**Textauszug:**
————
In ihrer Gegenschrift bringt die belangte Behörde vor, es seien zunächst "aus Zufall und nicht mit Absicht" vier Senatsmitglieder (AS, EA, Mag. T und OT) ausgewählt und kontaktiert worden. AS und EA seien für den vorgesehenen Sitzungstermin verhindert gewesen, Mag. T und OT seien telefonisch nicht erreicht worden. Infolgedessen sei Dr. R als Vertreter des AS, Dr. P als Vertreter von Mag. T und Dipl.Ing. H als Vertreter von OT dem Senat beigezogen worden. Zugleich legte die belangte Behörde einen Auszug aus dem Geschäftsverteilungsplan vor. Aus diesem geht hervor, dass dem "Berufungssenat V" 24 entsendete Mitglieder angehören.
————
**Bereitgestellte Datensätze:**

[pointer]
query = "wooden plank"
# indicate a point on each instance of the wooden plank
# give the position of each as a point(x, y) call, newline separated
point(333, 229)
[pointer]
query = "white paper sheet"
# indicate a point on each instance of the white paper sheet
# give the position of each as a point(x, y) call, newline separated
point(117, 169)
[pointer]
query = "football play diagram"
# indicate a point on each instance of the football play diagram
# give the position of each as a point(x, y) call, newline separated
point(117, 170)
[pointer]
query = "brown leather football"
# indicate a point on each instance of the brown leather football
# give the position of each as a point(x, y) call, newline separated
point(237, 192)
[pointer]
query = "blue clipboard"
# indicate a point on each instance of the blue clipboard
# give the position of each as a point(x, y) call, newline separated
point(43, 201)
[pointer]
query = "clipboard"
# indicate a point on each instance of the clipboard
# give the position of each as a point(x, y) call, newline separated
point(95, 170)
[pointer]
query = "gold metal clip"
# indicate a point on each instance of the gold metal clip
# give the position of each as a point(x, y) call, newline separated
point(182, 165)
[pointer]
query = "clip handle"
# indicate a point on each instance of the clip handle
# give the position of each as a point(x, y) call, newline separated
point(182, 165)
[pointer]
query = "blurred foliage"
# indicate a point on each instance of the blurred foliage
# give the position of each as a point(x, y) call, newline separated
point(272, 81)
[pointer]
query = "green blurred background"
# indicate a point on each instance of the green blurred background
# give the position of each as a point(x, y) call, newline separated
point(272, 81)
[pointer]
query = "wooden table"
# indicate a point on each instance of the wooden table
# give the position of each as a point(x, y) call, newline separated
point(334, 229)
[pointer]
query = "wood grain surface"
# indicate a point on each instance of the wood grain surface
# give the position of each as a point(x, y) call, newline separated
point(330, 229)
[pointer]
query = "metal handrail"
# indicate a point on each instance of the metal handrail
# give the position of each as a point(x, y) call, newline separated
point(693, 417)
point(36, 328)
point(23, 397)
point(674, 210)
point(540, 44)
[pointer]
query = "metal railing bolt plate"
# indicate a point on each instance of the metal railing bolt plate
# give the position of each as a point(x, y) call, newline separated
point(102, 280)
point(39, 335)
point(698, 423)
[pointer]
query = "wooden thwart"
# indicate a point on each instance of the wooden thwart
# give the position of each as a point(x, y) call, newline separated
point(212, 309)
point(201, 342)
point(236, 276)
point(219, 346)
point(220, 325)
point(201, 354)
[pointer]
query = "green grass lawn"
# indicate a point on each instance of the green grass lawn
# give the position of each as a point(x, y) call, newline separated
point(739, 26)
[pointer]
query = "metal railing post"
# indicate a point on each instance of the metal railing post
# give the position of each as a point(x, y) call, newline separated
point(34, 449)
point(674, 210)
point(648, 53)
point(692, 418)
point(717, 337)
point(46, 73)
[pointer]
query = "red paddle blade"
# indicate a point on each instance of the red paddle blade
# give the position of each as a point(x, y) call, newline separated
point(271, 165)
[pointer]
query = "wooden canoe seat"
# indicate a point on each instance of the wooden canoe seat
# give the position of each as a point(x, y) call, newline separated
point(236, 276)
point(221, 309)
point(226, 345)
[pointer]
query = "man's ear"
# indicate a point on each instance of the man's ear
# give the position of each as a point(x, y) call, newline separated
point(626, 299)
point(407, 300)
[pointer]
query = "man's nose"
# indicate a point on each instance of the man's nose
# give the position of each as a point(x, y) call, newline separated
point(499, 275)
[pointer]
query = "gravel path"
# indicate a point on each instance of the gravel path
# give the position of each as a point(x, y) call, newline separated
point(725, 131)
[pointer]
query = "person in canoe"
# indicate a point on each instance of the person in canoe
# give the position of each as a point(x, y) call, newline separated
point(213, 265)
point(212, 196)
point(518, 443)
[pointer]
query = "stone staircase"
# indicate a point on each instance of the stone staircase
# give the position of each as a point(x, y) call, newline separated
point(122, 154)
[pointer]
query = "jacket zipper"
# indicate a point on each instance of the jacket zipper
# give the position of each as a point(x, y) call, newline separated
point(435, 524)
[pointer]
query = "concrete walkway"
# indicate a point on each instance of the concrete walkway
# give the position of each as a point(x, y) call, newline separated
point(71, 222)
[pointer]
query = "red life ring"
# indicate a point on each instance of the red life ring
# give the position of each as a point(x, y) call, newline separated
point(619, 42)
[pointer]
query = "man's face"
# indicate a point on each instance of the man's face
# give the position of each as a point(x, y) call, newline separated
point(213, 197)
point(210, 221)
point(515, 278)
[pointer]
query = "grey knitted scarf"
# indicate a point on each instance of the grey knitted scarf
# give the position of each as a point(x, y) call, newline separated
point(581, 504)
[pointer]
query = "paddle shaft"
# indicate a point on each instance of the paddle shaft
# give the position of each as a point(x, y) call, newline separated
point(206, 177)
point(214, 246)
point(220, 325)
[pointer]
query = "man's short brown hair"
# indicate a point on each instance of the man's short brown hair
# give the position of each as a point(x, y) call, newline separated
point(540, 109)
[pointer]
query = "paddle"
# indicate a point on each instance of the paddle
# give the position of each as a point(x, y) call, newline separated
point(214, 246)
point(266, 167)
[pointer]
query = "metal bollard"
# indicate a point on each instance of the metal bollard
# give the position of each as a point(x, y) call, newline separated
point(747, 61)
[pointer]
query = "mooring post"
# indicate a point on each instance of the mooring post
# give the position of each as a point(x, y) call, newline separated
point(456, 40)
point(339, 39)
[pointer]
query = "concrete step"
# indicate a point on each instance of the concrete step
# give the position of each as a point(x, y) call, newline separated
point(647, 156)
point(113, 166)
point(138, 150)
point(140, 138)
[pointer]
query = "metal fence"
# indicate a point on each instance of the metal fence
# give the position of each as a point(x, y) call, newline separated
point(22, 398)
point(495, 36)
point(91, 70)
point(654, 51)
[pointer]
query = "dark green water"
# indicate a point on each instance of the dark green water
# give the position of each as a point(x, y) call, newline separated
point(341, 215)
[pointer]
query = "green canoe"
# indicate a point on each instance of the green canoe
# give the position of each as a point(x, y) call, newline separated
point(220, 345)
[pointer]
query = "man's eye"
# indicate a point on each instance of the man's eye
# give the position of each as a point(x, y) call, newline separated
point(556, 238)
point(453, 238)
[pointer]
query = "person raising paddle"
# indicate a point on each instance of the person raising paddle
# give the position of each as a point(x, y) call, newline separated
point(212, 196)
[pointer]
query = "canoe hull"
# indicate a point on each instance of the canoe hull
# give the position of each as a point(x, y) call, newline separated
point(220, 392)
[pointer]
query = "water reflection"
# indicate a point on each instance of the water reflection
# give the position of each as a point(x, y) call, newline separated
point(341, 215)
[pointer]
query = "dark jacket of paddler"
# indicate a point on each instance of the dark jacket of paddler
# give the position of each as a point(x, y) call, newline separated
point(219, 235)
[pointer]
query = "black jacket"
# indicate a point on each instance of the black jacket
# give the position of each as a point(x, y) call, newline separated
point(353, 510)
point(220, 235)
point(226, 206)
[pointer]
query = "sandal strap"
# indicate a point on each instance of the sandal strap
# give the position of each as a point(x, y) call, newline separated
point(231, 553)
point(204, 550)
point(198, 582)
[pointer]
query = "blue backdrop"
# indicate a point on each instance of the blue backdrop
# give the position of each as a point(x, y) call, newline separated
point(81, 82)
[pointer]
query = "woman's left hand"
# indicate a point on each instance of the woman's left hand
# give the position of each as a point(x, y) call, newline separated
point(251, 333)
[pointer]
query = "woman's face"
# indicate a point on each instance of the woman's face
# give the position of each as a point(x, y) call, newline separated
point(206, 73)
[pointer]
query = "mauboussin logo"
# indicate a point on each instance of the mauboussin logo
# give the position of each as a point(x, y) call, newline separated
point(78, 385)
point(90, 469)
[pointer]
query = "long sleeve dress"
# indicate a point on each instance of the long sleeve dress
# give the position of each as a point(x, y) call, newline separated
————
**Aufgabenstellung:**
A. Beantworten Sie anhand des Textauszugs die folgenden Fragen.
(i) Wie viele Senatsmitglieder wurden zunächst ausgewählt und kontaktiert?
(ii) Wer wurde als Vertreter von Mag. T dem Senat beigezogen?
(iii) Wie viele entsendete Mitglieder gehören dem „Berufungssenat V“ an?
B. Fassen Sie den Absatz des Textauszugs, der mit „In ihrer Gegenschrift“ beginnt, als Stichpunktliste zusammen und behalten Sie dabei die wesentlichen Angaben bei.
C. Übersetzen Sie den folgenden Satz aus dem Textauszug ins Englische: „AS und EA seien für den vorgesehenen Sitzungstermin verhindert gewesen, Mag. T und OT seien telefonisch nicht erreicht worden.“

**Lösungen:**
A.
(i) Vier Senatsmitglieder.
(ii) Dr. P.
(iii) 24 entsendete Mitglieder.

B.
- Die belangte Behörde gibt in ihrer Gegenschrift an, zunächst „aus Zufall und nicht mit Absicht“ vier Senatsmitglieder (AS, EA, Mag. T, OT) ausgewählt und kontaktiert zu haben.
- AS und EA waren für den vorgesehenen Sitzungstermin verhindert.
- Mag. T und OT waren telefonisch nicht erreichbar.
- Als Vertreter wurden beigezogen: Dr. R für AS, Dr. P für Mag. T, Dipl.Ing. H für OT.
- Die Behörde legte einen Auszug aus dem Geschäftsverteilungsplan vor.
- Laut diesem gehören dem „Berufungssenat V“ 24 entsendete Mitglieder an.

C. AS and EA were said to have been unavailable on the scheduled session date, and Mag. T and OT were said not to have been reached by telephone.